> [WHAT YOU WILL DO]:
**1)** Before the items, reproduce word for word the part of the Hong Kong security law article that begins with the words containing "Wary of an aggressive" and ends with "disappointment with Beijing.".
**2)** Before the items, carry on the Hong Kong security law article from the point where it stops.

Wary of an aggressive demonstration, riot police were on patrol around China's liaison office in Hong Kong Saturday, setting up iron railings at its entrance. Armored cars were also present, according to RFA.

Immediately after China's National People's Congress (NPC) announced its plan to review the draft national security law on Thursday (May 21), Hong Kong's pro-democracy legislators expressed their anger and disappointment with Beijing.

"This is obviously targeted at our democratic goals for the legislative majority in September and at all the anti-government protests," said legislator Claudia Mo. "[China is] practically telling the rest of the world that in Hong Kong they can do whatever they want at whatever cost. 'One country' comes first and 'two systems' are nothing."

> [INFORMATION SUPPLIED]:
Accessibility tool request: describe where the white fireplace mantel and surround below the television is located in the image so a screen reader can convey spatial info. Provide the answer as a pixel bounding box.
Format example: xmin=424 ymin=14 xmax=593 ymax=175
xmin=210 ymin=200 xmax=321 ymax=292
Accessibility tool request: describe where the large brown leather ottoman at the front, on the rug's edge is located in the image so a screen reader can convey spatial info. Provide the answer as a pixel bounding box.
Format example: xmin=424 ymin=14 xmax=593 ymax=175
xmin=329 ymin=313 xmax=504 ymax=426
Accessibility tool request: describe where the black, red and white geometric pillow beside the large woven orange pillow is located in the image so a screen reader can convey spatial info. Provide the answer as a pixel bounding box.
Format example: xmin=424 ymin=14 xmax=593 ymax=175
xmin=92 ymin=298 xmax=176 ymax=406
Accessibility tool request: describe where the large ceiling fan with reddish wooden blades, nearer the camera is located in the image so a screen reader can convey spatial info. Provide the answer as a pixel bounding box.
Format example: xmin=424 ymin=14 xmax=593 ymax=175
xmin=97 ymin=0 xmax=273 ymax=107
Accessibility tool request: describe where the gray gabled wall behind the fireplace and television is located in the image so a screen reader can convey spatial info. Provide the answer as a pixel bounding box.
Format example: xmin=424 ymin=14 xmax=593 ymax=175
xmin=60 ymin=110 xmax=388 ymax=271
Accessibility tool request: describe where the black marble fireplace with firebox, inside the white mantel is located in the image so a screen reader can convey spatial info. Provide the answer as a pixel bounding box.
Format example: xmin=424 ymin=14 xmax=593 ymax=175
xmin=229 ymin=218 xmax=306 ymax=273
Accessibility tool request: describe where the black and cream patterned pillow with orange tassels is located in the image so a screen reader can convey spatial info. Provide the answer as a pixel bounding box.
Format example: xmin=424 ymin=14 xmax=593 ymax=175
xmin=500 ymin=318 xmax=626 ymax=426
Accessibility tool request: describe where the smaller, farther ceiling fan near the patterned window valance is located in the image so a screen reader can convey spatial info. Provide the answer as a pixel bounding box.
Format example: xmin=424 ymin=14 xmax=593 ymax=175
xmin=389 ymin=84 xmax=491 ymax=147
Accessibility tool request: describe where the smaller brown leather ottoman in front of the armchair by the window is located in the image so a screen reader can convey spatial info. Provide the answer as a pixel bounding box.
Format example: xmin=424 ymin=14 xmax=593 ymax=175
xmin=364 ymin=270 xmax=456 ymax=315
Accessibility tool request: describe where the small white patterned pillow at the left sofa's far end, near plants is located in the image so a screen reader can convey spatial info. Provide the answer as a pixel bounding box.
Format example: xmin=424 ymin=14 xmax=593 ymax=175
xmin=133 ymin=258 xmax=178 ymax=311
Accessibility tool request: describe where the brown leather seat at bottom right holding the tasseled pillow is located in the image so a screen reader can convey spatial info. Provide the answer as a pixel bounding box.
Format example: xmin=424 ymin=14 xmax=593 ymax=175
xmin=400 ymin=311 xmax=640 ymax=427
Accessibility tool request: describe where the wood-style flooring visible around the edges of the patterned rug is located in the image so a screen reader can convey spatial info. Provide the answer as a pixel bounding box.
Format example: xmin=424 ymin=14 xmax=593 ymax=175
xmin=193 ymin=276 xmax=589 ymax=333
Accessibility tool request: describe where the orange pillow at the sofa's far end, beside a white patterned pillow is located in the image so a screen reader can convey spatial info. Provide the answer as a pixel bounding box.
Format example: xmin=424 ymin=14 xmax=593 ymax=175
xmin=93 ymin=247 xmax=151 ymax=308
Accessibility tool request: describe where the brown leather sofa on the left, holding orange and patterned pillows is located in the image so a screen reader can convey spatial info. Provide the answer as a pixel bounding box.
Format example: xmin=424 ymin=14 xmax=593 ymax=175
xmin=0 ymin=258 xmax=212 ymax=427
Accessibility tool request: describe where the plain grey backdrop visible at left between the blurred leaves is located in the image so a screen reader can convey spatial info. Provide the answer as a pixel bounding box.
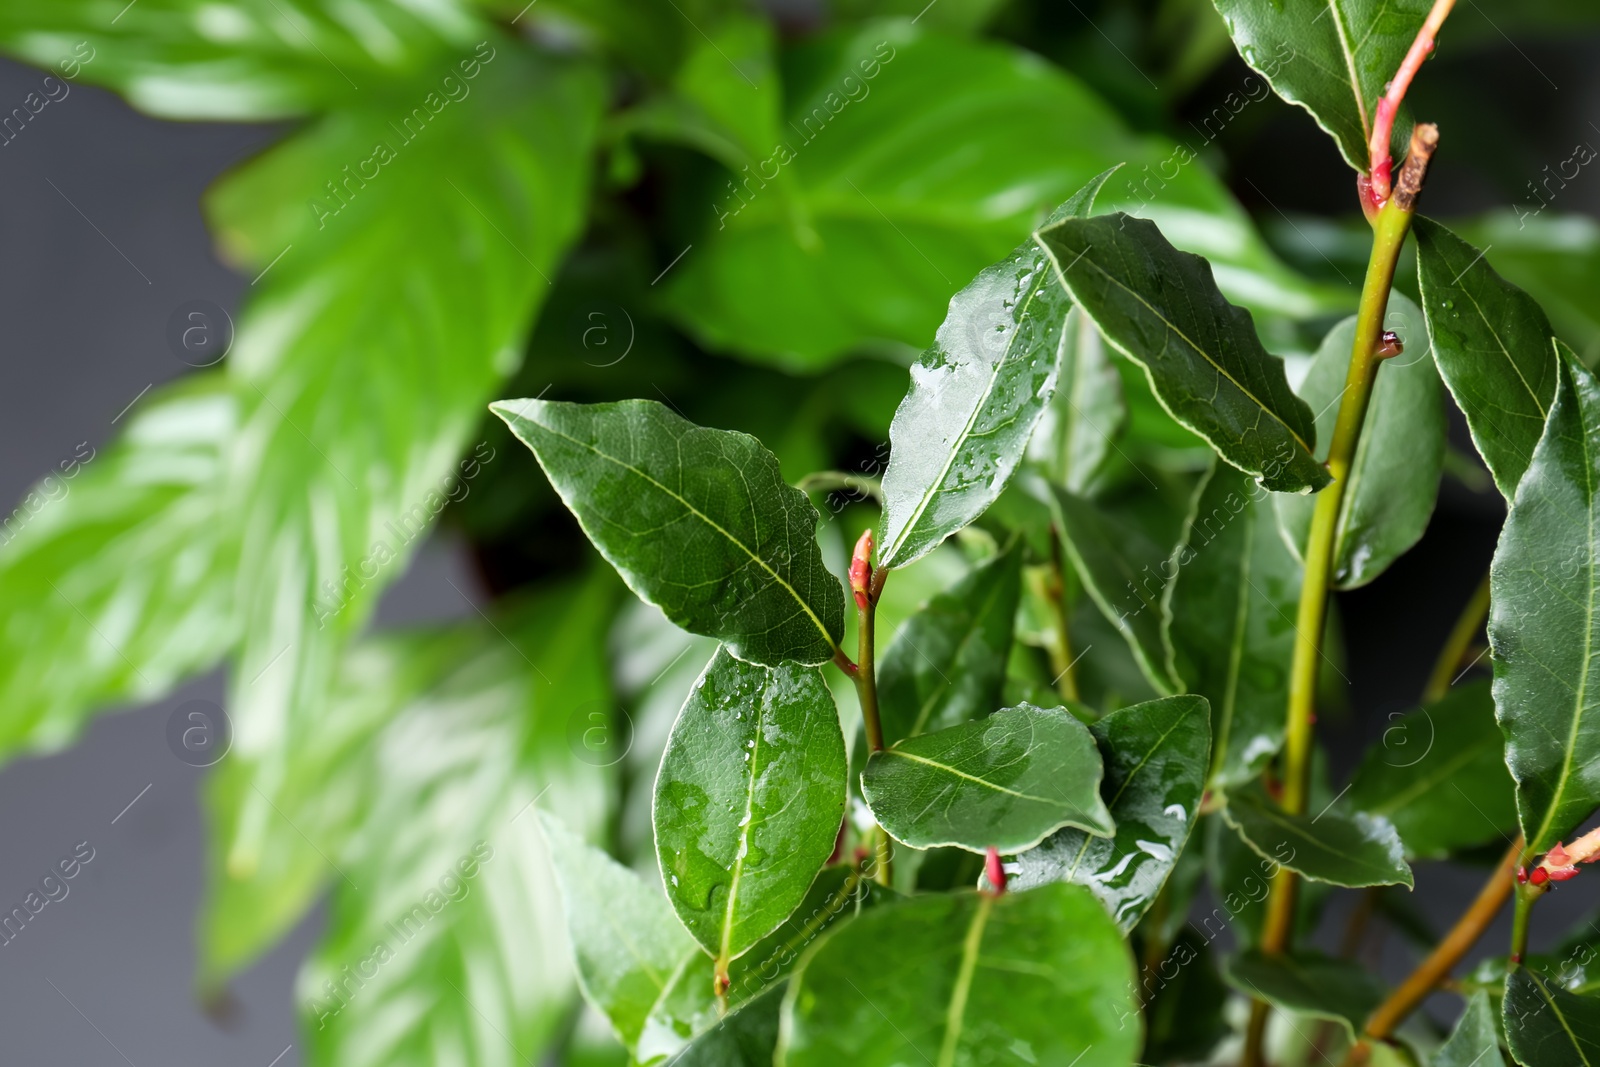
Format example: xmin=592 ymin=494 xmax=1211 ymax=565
xmin=0 ymin=61 xmax=475 ymax=1067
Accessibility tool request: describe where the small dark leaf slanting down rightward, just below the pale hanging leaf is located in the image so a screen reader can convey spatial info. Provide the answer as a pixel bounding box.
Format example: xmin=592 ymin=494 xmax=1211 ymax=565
xmin=1051 ymin=486 xmax=1178 ymax=693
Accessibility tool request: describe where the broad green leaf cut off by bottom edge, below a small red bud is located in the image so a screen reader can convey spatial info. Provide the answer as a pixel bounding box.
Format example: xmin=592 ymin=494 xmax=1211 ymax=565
xmin=773 ymin=883 xmax=1142 ymax=1067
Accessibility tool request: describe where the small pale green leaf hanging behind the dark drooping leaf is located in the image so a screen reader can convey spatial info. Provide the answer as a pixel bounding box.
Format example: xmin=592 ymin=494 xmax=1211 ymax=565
xmin=1027 ymin=307 xmax=1128 ymax=494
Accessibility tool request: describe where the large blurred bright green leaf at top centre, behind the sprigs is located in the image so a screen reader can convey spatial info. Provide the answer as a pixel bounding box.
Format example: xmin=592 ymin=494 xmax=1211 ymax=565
xmin=659 ymin=21 xmax=1349 ymax=371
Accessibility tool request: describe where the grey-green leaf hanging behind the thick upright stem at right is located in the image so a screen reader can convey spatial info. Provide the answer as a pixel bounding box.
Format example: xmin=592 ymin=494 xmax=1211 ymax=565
xmin=1277 ymin=293 xmax=1448 ymax=589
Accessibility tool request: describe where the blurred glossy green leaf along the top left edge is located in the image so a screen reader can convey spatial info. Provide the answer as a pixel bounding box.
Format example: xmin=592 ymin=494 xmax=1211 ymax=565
xmin=0 ymin=0 xmax=492 ymax=120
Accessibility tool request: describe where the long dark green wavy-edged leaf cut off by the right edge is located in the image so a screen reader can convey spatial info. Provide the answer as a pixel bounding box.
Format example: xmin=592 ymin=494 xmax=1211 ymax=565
xmin=1490 ymin=357 xmax=1600 ymax=853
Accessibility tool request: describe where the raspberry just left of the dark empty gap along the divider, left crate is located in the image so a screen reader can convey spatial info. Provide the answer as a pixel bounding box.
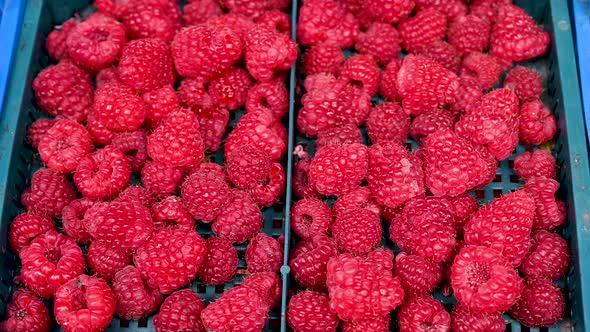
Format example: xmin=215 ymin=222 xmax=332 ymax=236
xmin=211 ymin=189 xmax=263 ymax=243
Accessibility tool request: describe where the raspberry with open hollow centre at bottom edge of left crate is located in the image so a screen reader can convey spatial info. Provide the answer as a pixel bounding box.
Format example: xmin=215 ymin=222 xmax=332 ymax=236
xmin=53 ymin=275 xmax=115 ymax=332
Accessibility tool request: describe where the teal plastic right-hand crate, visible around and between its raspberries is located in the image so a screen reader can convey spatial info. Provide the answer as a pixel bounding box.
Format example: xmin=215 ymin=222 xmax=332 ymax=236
xmin=281 ymin=0 xmax=590 ymax=332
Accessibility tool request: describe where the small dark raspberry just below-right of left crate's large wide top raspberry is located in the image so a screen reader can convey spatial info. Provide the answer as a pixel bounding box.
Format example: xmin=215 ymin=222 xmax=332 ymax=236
xmin=208 ymin=67 xmax=252 ymax=110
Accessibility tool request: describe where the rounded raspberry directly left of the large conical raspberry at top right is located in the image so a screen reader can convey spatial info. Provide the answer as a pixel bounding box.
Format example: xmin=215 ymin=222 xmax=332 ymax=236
xmin=447 ymin=14 xmax=491 ymax=53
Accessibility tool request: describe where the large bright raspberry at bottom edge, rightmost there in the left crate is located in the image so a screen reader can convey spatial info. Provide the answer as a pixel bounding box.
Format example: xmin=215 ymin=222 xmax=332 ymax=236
xmin=201 ymin=286 xmax=268 ymax=331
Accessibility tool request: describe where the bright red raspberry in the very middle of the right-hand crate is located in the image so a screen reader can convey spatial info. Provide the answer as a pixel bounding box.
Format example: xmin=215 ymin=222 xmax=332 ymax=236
xmin=367 ymin=142 xmax=424 ymax=208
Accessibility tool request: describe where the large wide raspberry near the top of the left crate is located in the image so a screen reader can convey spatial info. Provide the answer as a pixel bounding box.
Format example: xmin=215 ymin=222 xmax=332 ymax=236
xmin=172 ymin=23 xmax=244 ymax=80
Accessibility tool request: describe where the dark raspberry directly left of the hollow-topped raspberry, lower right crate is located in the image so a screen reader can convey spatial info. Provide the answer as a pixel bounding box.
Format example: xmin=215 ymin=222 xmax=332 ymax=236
xmin=395 ymin=252 xmax=443 ymax=295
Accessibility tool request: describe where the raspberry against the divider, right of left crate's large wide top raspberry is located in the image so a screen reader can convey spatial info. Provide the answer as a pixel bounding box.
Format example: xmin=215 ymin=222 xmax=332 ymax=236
xmin=244 ymin=25 xmax=297 ymax=82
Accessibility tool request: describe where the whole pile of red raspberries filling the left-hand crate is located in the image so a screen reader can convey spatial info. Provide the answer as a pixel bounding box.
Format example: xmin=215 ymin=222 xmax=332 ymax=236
xmin=0 ymin=0 xmax=298 ymax=332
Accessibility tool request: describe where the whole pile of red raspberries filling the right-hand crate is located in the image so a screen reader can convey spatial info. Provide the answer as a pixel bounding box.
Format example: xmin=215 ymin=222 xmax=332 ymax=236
xmin=287 ymin=0 xmax=570 ymax=332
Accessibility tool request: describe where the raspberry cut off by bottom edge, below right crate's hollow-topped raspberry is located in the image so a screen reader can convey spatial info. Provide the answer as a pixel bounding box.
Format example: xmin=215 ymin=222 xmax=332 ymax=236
xmin=452 ymin=303 xmax=506 ymax=332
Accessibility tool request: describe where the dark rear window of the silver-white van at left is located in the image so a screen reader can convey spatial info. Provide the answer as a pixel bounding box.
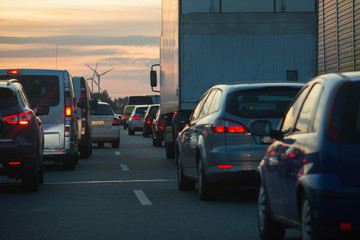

> [RESULTS OF THE EXERCISE]:
**1)**
Wary of an aggressive demonstration, riot police were on patrol around China's liaison office in Hong Kong Saturday, setting up iron railings at its entrance. Armored cars were also present, according to RFA.

Immediately after China's National People's Congress (NPC) announced its plan to review the draft national security law on Thursday (May 21), Hong Kong's pro-democracy legislators expressed their anger and disappointment with Beijing.

**2)**
Civic Party legislator Tanya Chan also expressed her hope that Hongkongers will stand tall and cast their votes this September in the Legislative Council elections despite uncertainty over Beijing's interference. "We need to show the world that we really treasure our freedom and rights," Chan said.

With the NPC to vote on the proposal on Thursday (May 28), Hong Kong's Civil Human Rights Front urged people to take to the streets Sunday to fight back against Bejing's decision to foreclose on the city's autonomy. At the time of publication, people were seen congregating in Causeway Bay in preparation for another massive demonstration.